WORK INSTRUCTIONS: Please retype the data exactly, from the line containing "For the dataset, tag each instance of the dusk" through the end of the data, including both of those lines.

RECORDS FOR THE EXERCISE:
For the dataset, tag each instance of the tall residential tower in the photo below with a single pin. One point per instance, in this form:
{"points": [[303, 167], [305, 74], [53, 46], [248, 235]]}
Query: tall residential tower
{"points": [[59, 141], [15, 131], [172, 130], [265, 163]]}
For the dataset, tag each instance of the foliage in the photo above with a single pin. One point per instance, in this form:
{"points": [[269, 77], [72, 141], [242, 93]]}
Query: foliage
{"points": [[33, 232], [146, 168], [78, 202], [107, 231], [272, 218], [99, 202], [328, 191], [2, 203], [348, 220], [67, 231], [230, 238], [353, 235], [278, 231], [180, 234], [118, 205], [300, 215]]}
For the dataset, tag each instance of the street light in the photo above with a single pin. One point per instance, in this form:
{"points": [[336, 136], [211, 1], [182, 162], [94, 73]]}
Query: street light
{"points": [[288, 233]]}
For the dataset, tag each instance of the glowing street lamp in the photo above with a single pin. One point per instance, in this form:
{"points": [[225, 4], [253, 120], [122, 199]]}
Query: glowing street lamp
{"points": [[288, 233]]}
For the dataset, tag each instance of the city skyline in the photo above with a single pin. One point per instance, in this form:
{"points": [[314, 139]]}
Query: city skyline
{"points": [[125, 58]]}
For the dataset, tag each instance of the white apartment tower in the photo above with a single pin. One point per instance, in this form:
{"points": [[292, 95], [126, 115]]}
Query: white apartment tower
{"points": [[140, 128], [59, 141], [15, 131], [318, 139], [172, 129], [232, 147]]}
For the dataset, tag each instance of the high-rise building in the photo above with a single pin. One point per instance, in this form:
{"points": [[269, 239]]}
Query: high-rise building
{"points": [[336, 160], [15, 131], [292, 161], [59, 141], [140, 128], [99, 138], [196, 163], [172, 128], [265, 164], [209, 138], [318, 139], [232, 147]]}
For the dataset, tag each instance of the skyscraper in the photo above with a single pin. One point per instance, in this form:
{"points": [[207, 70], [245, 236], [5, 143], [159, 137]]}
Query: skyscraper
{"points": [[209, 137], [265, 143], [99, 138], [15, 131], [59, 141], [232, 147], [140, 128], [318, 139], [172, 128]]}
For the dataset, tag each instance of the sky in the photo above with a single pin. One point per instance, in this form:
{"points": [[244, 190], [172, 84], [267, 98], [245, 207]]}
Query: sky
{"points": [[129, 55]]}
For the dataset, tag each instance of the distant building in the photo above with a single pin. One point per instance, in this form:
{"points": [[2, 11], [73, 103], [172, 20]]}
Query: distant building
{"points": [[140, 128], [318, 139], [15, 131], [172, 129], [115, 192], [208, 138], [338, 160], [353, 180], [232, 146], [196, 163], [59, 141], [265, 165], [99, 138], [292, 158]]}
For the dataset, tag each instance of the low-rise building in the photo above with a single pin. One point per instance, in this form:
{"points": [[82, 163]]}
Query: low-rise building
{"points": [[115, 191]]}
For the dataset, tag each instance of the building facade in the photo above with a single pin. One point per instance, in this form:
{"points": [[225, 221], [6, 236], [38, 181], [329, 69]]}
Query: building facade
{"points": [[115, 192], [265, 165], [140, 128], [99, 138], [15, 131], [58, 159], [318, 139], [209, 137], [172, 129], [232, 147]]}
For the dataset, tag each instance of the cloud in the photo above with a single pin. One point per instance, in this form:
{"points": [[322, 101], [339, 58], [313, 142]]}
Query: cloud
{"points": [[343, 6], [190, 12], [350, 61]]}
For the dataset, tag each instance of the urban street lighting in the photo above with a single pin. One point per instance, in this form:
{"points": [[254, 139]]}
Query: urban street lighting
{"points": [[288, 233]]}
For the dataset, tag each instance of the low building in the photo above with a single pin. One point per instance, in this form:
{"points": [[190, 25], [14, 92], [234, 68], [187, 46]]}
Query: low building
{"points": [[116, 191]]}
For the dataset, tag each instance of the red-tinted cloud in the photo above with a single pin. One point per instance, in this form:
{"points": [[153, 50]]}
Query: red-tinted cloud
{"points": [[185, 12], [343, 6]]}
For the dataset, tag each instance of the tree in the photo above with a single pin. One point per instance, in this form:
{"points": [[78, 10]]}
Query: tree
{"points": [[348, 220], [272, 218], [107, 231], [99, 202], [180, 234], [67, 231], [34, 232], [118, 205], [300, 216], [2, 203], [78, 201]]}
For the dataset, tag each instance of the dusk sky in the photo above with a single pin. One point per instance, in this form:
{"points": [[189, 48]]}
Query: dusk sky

TASK SOLUTION:
For the dataset, tag each instance of the dusk sky in the photo above with a single pin. One point per instance, in this form:
{"points": [[189, 48]]}
Query: dusk sky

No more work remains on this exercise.